**Texte fourni:**
================================

Trois jeunes filles bossent dans la meilleure pizzeria de Mystic : l'une hésite à épouser le pêcheur qui l'attire physiquement mais qu'elle n'est pas sûre d'aimer, la deuxième craque pour le riche play-boy de service qui lui raconte des craques, et la sage troisième tombe amoureuse du père de la petite fille qu'elle garde après l'école... un résumé qui confirme que, contrairement à ce que j'ai pu croire pendant toute mon enfance, Mystic pizza n'est pas une histoire de nourriture mystérieuse, mais bien une bluette se déroulant dans un bled paumé, également connu pour sa rivière (au fond de laquelle pourrit toujours le corps de Tim Robbins). Voilà un film un peu bas de plafond qui ne va guère plus loin que le roman-photo mais se révèle pourtant assez attachant, notamment grâce à ses interprètes (Lili Taylor et Julia Roberts en tête). Idéal pour une soirée entre filles, le sachet de chips légères dans une main, la boîte de Kleenex dans l'autre. Également valable pour les mecs qui sont en fait de vraies midinettes (oui, moi).

================================

**Données extraites:**
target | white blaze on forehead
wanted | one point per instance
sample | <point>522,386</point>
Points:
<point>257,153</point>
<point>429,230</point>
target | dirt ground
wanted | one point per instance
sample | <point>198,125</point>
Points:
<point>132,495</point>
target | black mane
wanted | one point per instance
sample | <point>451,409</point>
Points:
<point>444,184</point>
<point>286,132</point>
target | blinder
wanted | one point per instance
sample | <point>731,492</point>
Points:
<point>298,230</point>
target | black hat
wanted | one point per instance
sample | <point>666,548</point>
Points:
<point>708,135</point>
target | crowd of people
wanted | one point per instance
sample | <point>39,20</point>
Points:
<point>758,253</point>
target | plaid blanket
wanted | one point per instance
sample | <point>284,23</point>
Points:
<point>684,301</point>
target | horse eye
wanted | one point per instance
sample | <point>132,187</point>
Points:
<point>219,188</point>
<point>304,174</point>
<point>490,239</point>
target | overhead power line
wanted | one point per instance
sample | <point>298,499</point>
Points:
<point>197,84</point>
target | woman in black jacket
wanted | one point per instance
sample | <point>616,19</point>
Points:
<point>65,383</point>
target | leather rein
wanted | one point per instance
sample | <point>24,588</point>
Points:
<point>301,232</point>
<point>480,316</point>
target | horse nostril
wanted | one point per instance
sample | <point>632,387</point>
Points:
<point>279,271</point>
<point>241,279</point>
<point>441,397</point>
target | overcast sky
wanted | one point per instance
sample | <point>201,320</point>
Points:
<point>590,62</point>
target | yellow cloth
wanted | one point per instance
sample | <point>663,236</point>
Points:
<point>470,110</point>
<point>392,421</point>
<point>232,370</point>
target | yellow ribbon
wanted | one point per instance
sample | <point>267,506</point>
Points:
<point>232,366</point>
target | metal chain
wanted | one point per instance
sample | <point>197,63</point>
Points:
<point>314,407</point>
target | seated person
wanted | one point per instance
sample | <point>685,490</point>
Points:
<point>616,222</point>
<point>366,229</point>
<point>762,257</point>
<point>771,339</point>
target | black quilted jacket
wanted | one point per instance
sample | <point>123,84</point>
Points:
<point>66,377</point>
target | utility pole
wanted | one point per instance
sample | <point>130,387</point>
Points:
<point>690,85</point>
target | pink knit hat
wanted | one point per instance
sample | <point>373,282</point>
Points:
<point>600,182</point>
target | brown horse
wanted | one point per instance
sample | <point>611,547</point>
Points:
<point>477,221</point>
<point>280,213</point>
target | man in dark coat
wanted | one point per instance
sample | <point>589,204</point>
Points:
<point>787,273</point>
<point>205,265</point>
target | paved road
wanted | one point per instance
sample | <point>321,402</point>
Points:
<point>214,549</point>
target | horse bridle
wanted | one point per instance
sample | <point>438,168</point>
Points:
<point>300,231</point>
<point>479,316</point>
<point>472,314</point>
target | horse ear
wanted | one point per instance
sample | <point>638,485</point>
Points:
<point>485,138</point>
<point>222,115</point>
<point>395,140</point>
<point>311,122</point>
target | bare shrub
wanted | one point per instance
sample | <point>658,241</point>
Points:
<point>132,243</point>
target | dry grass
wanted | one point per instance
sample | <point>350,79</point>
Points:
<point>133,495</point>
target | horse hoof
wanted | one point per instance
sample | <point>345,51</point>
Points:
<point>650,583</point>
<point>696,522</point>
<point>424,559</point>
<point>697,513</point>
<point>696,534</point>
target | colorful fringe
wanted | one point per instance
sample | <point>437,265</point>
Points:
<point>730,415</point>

================================

**Objectif:** Résumez plus brièvement le paragraphe de la critique de Mystic Pizza qui commence par « Trois jeunes filles bossent », en conservant ses faits essentiels. Les données forment un matériau distinct du texte fourni.

**Réponse de l'exercice:** Trois jeunes filles travaillent dans la meilleure pizzeria de Mystic. La première hésite à épouser un pêcheur qui l'attire sans être sûre de l'aimer. La deuxième s'éprend d'un riche play-boy qui lui ment, et la troisième, plus sage, tombe amoureuse du père de la fillette qu'elle garde après l'école. Contrairement à ce que l'auteur a longtemps cru, le film ne parle donc pas de nourriture mystérieuse : c'est une bluette située dans un bled paumé, connu aussi pour sa rivière. Un peu bas de plafond et proche du roman-photo, il reste attachant grâce à ses interprètes, Lili Taylor et Julia Roberts en tête. Il convient à une soirée entre filles, chips et mouchoirs à la main, ainsi qu'aux garçons sentimentaux, dont l'auteur.